*** Block opens ***
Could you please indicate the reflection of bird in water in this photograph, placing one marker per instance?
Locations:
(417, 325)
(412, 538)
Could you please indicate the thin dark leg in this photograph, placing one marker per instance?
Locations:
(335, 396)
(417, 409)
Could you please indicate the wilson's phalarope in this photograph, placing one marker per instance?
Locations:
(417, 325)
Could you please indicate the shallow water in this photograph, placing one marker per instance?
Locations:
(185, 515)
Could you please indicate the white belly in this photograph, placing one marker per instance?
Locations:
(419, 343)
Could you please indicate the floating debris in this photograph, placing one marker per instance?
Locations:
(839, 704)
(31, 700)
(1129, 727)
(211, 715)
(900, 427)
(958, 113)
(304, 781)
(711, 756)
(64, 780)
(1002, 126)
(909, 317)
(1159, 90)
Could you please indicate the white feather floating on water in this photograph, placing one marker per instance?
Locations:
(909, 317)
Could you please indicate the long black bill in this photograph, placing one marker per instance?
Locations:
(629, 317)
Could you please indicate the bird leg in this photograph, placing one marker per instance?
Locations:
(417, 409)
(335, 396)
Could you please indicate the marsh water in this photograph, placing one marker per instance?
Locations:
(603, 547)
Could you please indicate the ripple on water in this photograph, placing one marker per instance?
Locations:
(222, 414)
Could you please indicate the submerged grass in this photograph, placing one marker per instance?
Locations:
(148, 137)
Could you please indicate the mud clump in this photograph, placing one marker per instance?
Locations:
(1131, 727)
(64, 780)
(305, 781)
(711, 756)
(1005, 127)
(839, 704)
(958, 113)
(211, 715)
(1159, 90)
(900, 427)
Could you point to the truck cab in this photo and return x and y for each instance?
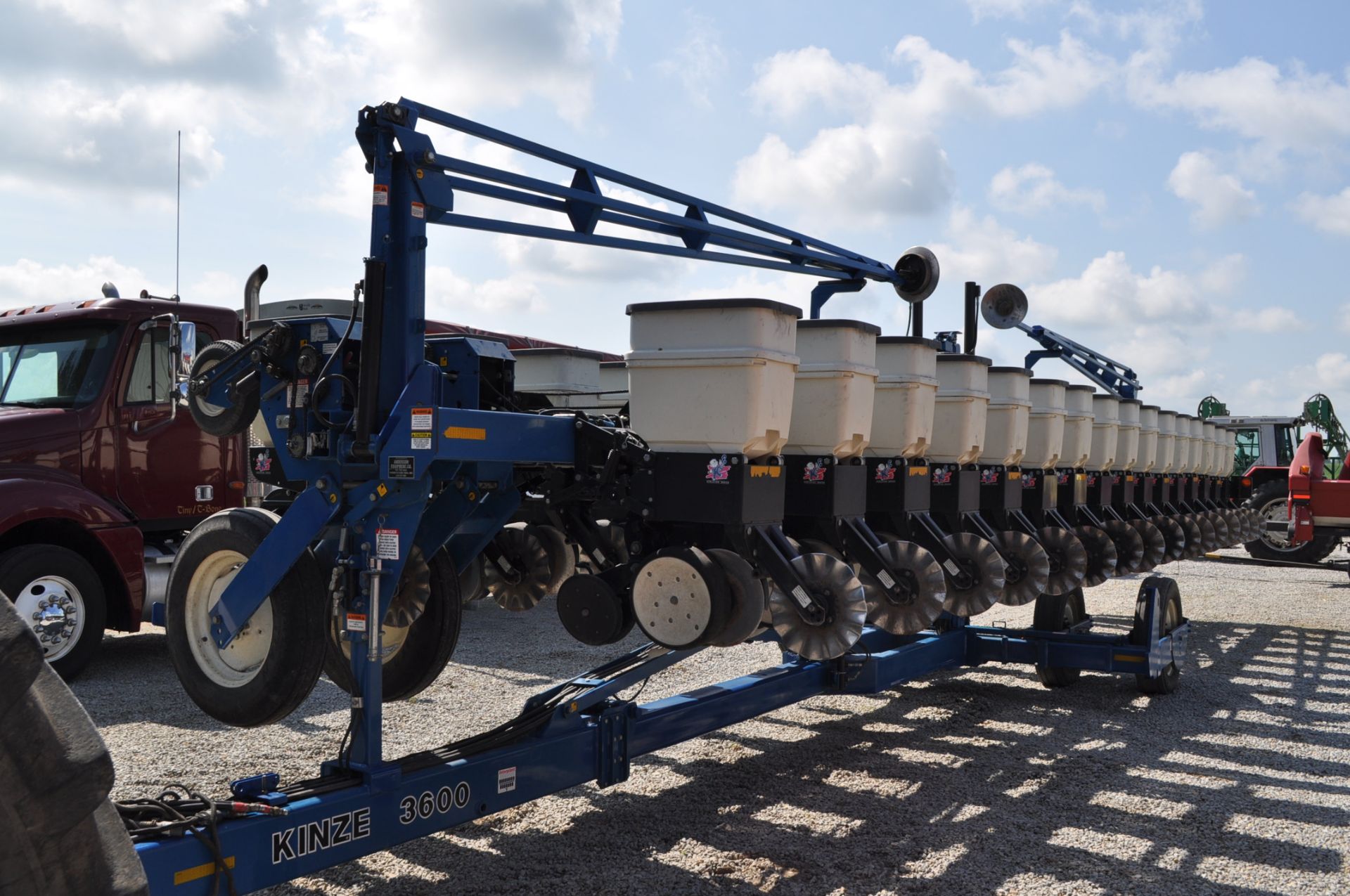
(101, 467)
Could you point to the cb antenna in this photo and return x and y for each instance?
(177, 221)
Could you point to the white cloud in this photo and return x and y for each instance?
(1218, 199)
(1330, 214)
(1110, 292)
(887, 160)
(27, 283)
(1033, 188)
(698, 63)
(980, 249)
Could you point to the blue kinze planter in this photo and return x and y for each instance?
(409, 459)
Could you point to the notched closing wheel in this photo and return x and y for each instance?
(1059, 613)
(1169, 601)
(221, 420)
(419, 633)
(977, 583)
(1100, 555)
(273, 663)
(1027, 569)
(832, 582)
(1068, 559)
(922, 578)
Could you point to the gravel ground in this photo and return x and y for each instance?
(965, 781)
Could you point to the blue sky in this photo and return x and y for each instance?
(1168, 181)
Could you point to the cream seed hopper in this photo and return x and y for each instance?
(827, 475)
(1006, 441)
(902, 476)
(960, 420)
(1040, 483)
(710, 388)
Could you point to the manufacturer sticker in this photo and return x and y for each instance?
(314, 837)
(387, 544)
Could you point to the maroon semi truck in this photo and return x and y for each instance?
(101, 472)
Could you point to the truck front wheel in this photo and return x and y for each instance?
(61, 598)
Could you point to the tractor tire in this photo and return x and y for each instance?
(215, 420)
(269, 668)
(427, 648)
(61, 834)
(1269, 502)
(61, 597)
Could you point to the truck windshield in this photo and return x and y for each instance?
(44, 368)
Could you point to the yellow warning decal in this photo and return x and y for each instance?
(189, 875)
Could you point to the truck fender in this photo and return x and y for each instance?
(46, 505)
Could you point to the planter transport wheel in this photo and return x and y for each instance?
(273, 663)
(1027, 569)
(922, 575)
(1129, 547)
(1172, 617)
(1068, 559)
(977, 585)
(518, 579)
(1100, 555)
(833, 582)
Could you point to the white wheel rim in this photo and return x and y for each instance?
(54, 610)
(238, 663)
(671, 601)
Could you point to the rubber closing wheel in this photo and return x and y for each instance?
(1059, 613)
(591, 610)
(918, 570)
(1129, 547)
(1100, 555)
(273, 663)
(60, 834)
(416, 654)
(562, 557)
(1174, 538)
(520, 576)
(1169, 599)
(745, 599)
(977, 583)
(833, 583)
(1068, 559)
(1027, 569)
(1155, 545)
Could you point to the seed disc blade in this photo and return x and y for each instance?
(978, 582)
(917, 569)
(833, 582)
(1027, 569)
(1100, 555)
(1068, 559)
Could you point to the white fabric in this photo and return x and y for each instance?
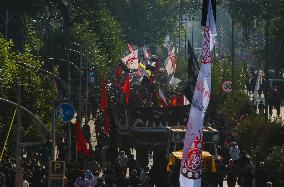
(170, 61)
(234, 153)
(256, 88)
(190, 173)
(26, 183)
(131, 60)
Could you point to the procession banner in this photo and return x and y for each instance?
(190, 172)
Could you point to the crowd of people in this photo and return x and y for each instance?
(238, 168)
(108, 168)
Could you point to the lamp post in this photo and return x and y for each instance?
(266, 64)
(53, 98)
(69, 99)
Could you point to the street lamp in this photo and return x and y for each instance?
(67, 89)
(69, 93)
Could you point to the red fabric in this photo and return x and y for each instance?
(174, 101)
(180, 100)
(106, 123)
(81, 143)
(126, 88)
(103, 96)
(118, 71)
(130, 48)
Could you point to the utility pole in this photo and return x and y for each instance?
(192, 29)
(80, 87)
(53, 113)
(87, 91)
(266, 64)
(6, 24)
(233, 50)
(179, 23)
(18, 137)
(69, 99)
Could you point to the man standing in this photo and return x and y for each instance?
(231, 172)
(234, 152)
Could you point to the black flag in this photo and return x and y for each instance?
(193, 68)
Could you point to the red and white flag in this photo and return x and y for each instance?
(190, 172)
(131, 60)
(130, 47)
(162, 99)
(170, 61)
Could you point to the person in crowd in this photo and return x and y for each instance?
(131, 163)
(231, 172)
(234, 152)
(220, 172)
(261, 107)
(87, 132)
(134, 179)
(123, 160)
(276, 99)
(260, 175)
(246, 172)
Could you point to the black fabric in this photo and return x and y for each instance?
(205, 11)
(193, 68)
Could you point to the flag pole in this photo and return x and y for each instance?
(266, 65)
(18, 137)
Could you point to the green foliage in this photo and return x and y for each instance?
(23, 69)
(275, 165)
(227, 106)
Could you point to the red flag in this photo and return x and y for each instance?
(130, 47)
(103, 96)
(174, 101)
(81, 143)
(20, 178)
(126, 88)
(118, 71)
(180, 100)
(106, 123)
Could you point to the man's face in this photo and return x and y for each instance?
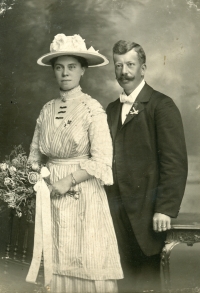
(129, 72)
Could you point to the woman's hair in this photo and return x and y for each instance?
(122, 47)
(81, 60)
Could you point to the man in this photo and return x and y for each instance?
(149, 169)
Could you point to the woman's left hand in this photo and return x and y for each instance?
(61, 186)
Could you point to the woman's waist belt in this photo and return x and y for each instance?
(68, 161)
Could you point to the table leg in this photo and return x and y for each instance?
(165, 261)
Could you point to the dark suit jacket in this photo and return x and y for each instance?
(150, 163)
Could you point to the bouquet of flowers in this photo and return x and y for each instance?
(17, 178)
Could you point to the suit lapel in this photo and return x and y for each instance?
(115, 115)
(138, 105)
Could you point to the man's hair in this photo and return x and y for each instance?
(122, 47)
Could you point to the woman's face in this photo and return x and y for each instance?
(68, 72)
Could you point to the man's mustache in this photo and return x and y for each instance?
(125, 77)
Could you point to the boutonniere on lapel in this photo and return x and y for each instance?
(133, 110)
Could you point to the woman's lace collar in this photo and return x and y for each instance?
(71, 94)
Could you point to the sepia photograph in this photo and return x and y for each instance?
(99, 146)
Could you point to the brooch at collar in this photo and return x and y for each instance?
(133, 111)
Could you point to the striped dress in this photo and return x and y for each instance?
(74, 135)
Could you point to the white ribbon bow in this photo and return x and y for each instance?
(126, 99)
(42, 237)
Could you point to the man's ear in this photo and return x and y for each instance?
(143, 69)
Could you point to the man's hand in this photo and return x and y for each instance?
(161, 222)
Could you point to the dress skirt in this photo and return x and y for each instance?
(62, 284)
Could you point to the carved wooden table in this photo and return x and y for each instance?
(184, 229)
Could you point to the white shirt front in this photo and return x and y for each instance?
(127, 105)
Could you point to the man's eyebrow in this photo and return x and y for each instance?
(67, 64)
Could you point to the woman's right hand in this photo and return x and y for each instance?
(61, 186)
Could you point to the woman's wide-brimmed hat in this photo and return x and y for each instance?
(72, 45)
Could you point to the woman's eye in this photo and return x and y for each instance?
(71, 67)
(58, 67)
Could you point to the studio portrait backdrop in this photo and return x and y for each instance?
(169, 32)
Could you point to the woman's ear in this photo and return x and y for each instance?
(83, 71)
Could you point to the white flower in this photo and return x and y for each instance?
(44, 172)
(33, 177)
(8, 181)
(62, 42)
(4, 166)
(92, 50)
(134, 111)
(35, 166)
(12, 170)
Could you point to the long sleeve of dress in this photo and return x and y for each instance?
(99, 165)
(35, 155)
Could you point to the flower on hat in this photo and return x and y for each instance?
(62, 42)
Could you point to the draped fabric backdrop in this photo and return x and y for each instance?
(168, 30)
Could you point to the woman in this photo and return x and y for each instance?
(72, 132)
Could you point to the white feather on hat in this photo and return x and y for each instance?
(72, 45)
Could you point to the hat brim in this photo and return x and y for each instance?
(93, 59)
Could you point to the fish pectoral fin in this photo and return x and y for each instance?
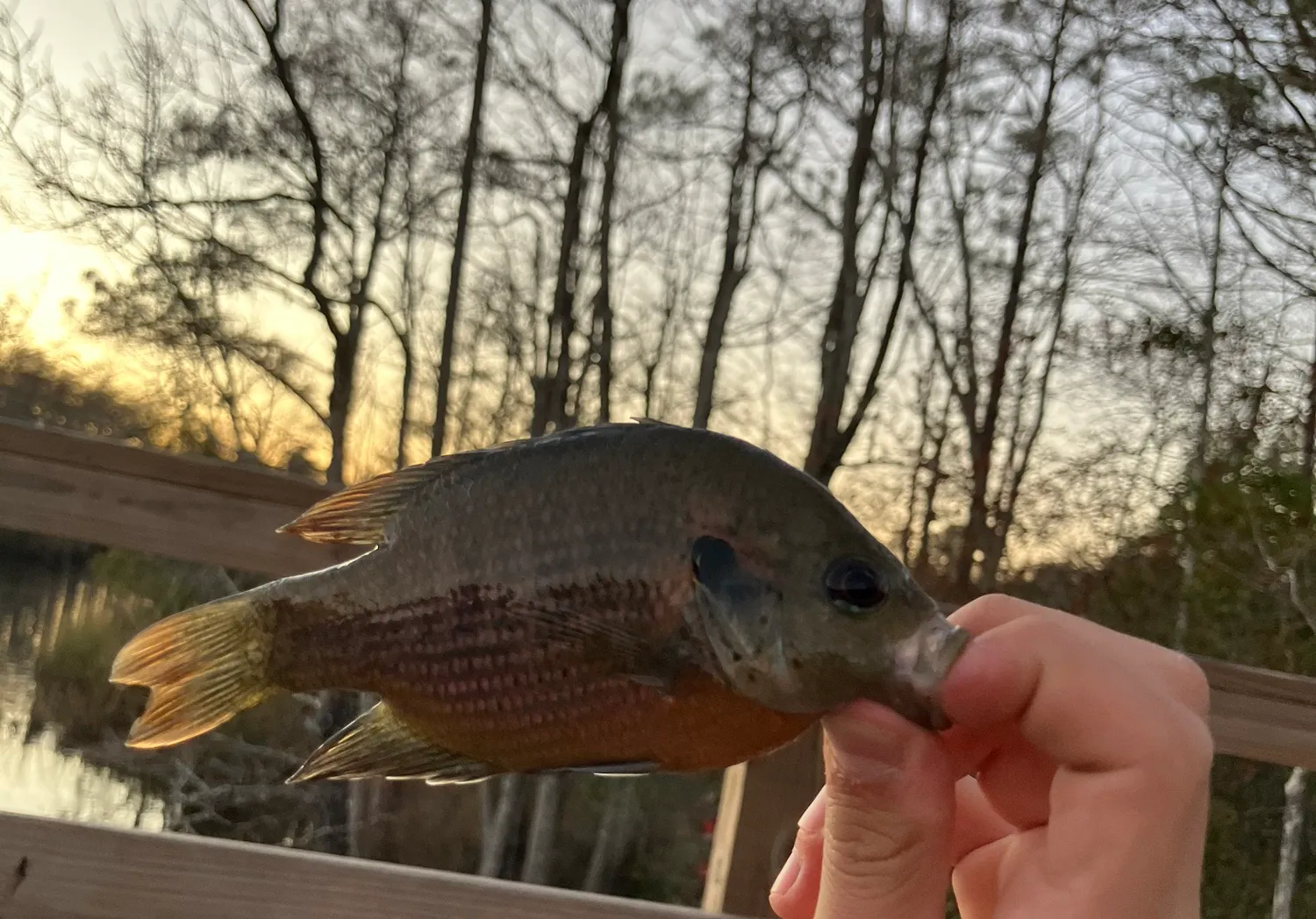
(379, 744)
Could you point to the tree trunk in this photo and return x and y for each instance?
(982, 441)
(497, 831)
(544, 830)
(404, 417)
(612, 110)
(733, 247)
(552, 397)
(1202, 445)
(1290, 844)
(847, 304)
(1308, 446)
(463, 217)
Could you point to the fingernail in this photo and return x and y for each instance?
(787, 876)
(813, 816)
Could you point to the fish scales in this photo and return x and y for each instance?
(628, 593)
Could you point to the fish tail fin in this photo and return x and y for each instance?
(203, 666)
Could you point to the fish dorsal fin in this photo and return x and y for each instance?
(360, 514)
(379, 744)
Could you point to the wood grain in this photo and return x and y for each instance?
(53, 869)
(755, 827)
(211, 511)
(192, 514)
(204, 472)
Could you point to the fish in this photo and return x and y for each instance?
(624, 598)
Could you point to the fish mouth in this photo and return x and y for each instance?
(921, 664)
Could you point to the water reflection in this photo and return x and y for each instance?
(39, 779)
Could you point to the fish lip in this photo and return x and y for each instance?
(923, 660)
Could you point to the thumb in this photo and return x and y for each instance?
(889, 816)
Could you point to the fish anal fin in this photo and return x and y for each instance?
(379, 744)
(616, 769)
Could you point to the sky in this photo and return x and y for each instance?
(45, 268)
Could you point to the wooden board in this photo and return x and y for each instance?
(204, 472)
(175, 506)
(757, 818)
(53, 869)
(1261, 714)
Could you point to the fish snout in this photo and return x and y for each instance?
(921, 664)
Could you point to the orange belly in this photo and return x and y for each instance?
(700, 724)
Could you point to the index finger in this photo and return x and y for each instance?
(1091, 705)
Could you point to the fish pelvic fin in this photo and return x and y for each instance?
(203, 666)
(379, 744)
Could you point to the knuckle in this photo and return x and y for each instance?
(873, 852)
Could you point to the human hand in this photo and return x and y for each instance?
(1074, 782)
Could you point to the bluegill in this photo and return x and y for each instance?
(623, 598)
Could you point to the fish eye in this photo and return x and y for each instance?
(855, 587)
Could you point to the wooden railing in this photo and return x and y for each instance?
(202, 510)
(50, 869)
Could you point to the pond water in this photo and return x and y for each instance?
(39, 779)
(45, 589)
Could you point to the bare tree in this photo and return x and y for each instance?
(463, 217)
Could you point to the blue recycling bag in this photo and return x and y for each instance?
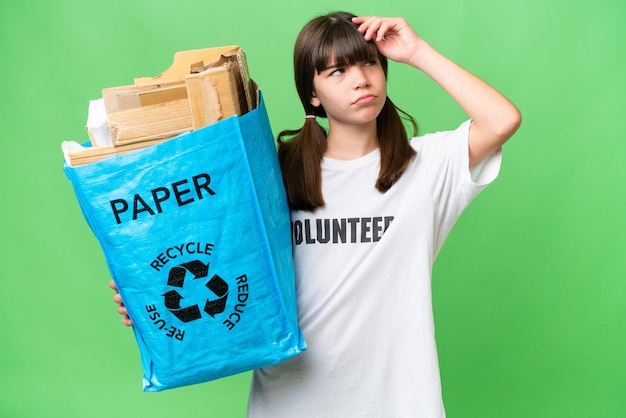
(195, 232)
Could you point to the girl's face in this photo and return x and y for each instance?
(350, 94)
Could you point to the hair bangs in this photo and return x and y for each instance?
(343, 45)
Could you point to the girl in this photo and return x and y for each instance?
(370, 211)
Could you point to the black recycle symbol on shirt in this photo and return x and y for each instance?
(197, 270)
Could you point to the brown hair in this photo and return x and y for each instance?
(300, 151)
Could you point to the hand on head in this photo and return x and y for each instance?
(393, 36)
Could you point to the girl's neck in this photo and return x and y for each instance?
(349, 142)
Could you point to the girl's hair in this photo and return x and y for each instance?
(300, 151)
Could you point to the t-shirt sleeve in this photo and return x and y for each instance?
(445, 160)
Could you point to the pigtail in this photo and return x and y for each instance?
(395, 150)
(300, 153)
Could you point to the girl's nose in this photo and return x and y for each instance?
(360, 79)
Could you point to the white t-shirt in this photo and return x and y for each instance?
(363, 279)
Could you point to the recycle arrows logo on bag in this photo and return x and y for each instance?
(197, 270)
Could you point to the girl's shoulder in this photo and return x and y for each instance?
(442, 139)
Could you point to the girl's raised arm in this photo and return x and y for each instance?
(494, 118)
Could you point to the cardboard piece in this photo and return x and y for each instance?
(201, 87)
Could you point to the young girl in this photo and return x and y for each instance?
(370, 211)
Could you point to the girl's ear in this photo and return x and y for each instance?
(314, 100)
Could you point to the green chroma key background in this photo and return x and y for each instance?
(529, 289)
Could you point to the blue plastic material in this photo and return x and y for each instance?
(195, 232)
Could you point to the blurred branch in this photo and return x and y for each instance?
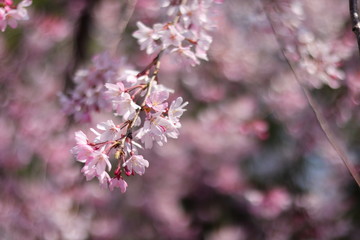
(330, 136)
(354, 13)
(81, 38)
(127, 14)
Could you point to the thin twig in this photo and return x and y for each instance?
(354, 14)
(130, 7)
(330, 136)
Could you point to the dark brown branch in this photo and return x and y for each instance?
(330, 136)
(354, 14)
(81, 39)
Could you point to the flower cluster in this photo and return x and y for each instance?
(89, 94)
(158, 122)
(320, 59)
(136, 98)
(10, 14)
(185, 36)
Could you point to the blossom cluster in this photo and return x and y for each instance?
(159, 121)
(136, 97)
(186, 36)
(10, 13)
(88, 95)
(320, 59)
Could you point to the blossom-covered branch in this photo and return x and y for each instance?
(136, 96)
(355, 19)
(10, 13)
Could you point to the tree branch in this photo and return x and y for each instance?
(354, 14)
(330, 136)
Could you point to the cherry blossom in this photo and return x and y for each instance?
(136, 163)
(11, 14)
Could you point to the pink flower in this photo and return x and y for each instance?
(114, 90)
(176, 109)
(111, 132)
(118, 183)
(100, 161)
(157, 129)
(186, 55)
(147, 37)
(203, 45)
(125, 106)
(82, 150)
(171, 36)
(156, 100)
(136, 163)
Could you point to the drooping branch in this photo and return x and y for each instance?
(354, 14)
(81, 39)
(324, 126)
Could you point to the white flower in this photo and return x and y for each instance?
(104, 179)
(147, 37)
(82, 150)
(157, 129)
(203, 45)
(89, 172)
(125, 106)
(136, 163)
(100, 161)
(118, 183)
(156, 100)
(171, 36)
(176, 109)
(114, 90)
(186, 55)
(111, 132)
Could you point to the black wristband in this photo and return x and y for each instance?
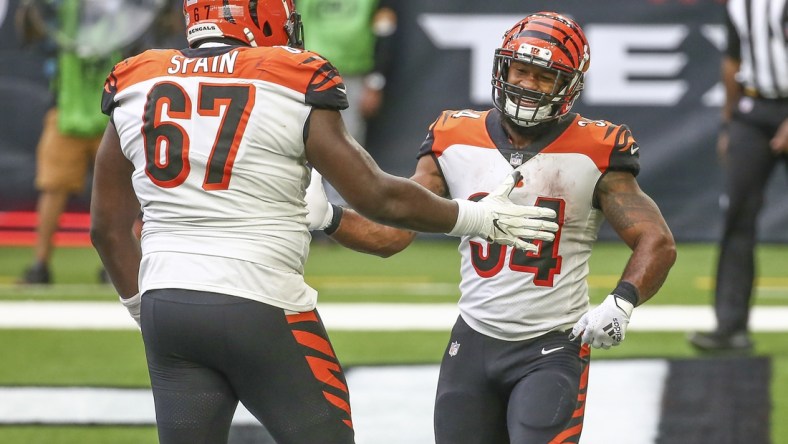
*** Block closes ***
To do: Starting at the first line of the entries above, please extract each line up to and including the line with "Could you please indicate the wilson's", unchanged, and add nothing.

Solution:
Could you please indicate the reflection of bird in water in this photograph, placing one marker per instance?
Locations:
(417, 325)
(412, 538)
Could you please indicate the thin dark leg in this photograph, placing one marker per instance?
Locations:
(335, 396)
(417, 409)
Could you please indicate the wilson's phalarope in this photograph, placing one marker per instance?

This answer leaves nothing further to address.